Written instruction: Copy the listing below line for line, with every character left unchanged.

Available data:
....
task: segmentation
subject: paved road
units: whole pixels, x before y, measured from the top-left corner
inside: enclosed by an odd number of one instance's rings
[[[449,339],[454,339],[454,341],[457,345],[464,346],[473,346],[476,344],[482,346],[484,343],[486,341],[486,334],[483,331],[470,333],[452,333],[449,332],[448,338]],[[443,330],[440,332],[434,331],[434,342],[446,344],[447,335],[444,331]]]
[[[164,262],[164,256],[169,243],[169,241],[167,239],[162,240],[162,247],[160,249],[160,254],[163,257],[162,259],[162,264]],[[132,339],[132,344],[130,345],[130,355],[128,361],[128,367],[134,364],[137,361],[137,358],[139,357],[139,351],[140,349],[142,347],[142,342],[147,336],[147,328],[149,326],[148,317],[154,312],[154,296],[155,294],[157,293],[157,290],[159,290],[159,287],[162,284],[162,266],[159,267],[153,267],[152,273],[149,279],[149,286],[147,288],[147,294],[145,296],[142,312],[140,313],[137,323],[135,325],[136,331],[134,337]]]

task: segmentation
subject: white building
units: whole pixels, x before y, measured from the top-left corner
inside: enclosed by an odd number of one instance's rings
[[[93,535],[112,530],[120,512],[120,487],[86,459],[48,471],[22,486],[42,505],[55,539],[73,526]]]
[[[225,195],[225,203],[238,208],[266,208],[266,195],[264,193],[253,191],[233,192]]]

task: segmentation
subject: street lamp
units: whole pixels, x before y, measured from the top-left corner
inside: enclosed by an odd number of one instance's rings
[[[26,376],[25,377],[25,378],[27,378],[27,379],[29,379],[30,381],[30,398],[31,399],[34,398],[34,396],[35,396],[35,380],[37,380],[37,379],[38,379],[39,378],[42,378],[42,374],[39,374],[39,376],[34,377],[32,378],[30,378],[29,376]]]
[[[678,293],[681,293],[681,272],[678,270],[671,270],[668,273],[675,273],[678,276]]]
....
Completed task:
task: segmentation
subject: paved road
units: whole pixels, x before y, measured from the top-left corner
inside: enclosed by an odd number of one instance's rings
[[[449,339],[454,339],[454,341],[457,345],[464,346],[473,346],[476,344],[482,346],[484,343],[486,341],[486,334],[483,331],[470,333],[452,333],[449,332],[448,338]],[[443,330],[440,332],[434,331],[434,342],[446,344],[447,335],[444,331]]]
[[[164,262],[164,256],[169,243],[169,241],[167,239],[162,240],[162,247],[160,249],[160,254],[163,257],[162,259],[162,264]],[[132,339],[132,344],[130,345],[130,355],[128,361],[128,367],[134,364],[137,361],[137,358],[139,357],[139,351],[140,349],[142,347],[142,342],[147,336],[147,328],[149,326],[148,317],[154,312],[154,296],[155,294],[157,293],[157,290],[159,290],[159,287],[162,284],[162,266],[159,267],[153,267],[152,273],[149,279],[149,286],[147,288],[147,294],[145,296],[142,312],[140,313],[137,323],[135,325],[136,331],[134,337]]]

task: segmentation
subject: white building
units: whole pixels, x before y, measured from the top-left corner
inside: enclosed by an odd number of one instance's rings
[[[93,535],[112,530],[120,512],[120,487],[86,459],[48,471],[22,486],[42,505],[55,539],[73,526]]]
[[[225,195],[225,203],[238,208],[266,208],[266,195],[264,193],[253,191],[233,192]]]

task: segmentation
subject: street lamp
units: whole pixels, x before y, measured from the top-left corner
inside: enclosed by an odd number of one instance's rings
[[[26,376],[25,377],[25,378],[27,378],[27,379],[29,379],[30,381],[30,398],[31,399],[34,398],[34,396],[35,396],[35,380],[37,380],[37,379],[38,379],[39,378],[42,378],[42,374],[39,374],[39,376],[34,377],[32,378],[30,378],[29,376]]]
[[[678,293],[681,293],[681,272],[678,270],[671,270],[668,273],[675,273],[678,276]]]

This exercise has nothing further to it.